- Task directions:
Rewrite the listing from the line containing "For each instance of the metal" through the end, replacing "drop" with "place" and leaving everything else unchanged.

- Input:
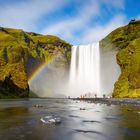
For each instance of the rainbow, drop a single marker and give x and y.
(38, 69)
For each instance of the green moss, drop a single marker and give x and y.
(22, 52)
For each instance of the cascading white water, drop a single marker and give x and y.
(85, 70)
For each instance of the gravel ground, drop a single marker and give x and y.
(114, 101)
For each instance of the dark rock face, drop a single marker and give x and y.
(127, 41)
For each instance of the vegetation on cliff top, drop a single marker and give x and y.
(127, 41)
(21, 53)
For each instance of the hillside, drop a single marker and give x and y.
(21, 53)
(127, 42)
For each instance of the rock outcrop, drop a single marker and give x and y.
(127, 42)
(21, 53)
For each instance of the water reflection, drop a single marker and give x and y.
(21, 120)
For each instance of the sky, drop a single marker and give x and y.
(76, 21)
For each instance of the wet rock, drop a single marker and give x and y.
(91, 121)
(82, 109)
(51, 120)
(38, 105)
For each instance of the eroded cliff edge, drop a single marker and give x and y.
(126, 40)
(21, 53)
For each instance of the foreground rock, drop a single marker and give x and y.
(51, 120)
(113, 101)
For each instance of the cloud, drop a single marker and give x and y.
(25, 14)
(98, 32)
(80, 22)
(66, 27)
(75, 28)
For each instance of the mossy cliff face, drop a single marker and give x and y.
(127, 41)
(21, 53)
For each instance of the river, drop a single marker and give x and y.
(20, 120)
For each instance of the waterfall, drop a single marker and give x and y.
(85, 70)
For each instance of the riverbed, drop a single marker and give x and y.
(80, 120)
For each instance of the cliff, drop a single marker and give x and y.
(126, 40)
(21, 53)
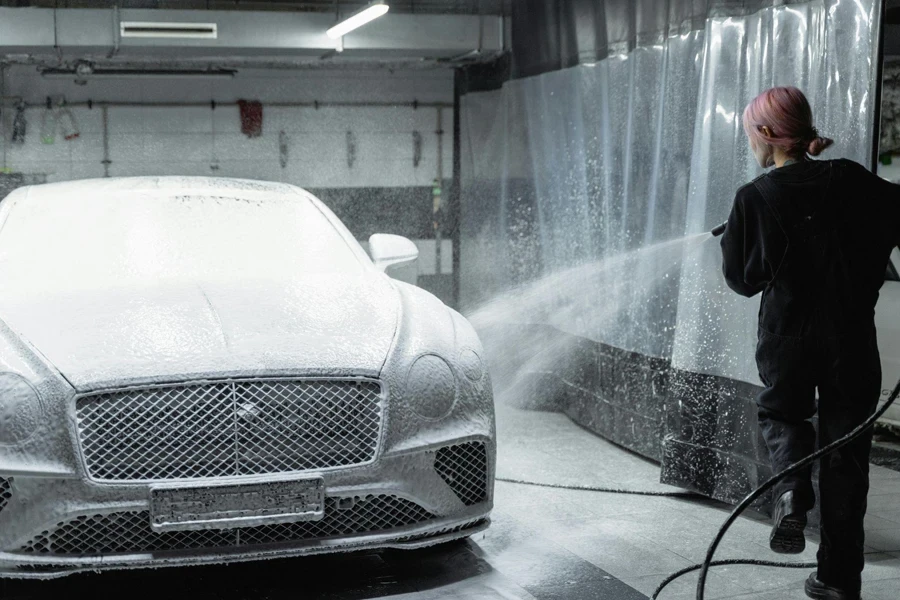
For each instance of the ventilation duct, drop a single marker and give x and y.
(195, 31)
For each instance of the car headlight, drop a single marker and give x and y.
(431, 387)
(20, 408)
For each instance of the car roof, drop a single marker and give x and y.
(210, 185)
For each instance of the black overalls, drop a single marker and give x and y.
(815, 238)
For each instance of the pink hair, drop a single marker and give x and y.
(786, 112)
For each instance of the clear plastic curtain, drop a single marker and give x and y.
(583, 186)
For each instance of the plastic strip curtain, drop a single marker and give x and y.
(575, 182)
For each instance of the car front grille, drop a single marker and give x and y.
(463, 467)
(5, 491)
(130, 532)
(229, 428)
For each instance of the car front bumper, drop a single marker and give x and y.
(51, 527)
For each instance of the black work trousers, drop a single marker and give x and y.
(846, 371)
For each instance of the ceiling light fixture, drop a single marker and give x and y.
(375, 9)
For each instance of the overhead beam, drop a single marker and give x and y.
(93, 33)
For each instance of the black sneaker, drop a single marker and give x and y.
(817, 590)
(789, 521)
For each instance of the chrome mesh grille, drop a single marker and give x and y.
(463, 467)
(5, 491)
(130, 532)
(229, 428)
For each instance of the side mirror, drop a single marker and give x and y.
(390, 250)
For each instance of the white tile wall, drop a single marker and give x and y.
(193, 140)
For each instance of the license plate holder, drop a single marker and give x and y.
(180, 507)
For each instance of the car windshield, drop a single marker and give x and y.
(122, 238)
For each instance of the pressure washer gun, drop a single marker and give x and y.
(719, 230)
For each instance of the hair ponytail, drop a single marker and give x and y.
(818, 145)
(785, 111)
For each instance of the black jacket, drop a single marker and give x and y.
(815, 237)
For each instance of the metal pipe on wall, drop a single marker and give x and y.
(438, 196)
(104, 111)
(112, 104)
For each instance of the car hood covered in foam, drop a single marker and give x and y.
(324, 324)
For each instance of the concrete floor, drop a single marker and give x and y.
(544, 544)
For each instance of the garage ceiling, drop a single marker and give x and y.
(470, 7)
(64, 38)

- The completed task:
For each instance of the metal pipe on wall, place a single marker and give x and y.
(438, 196)
(104, 111)
(112, 104)
For each instance of the car hood covered in foam, place a single marker and give x and y.
(324, 324)
For each instance of the concrete floor, place a single marker and give x and y.
(544, 544)
For each instance of the garage ceiling, place a single marker and give x and y.
(470, 7)
(64, 38)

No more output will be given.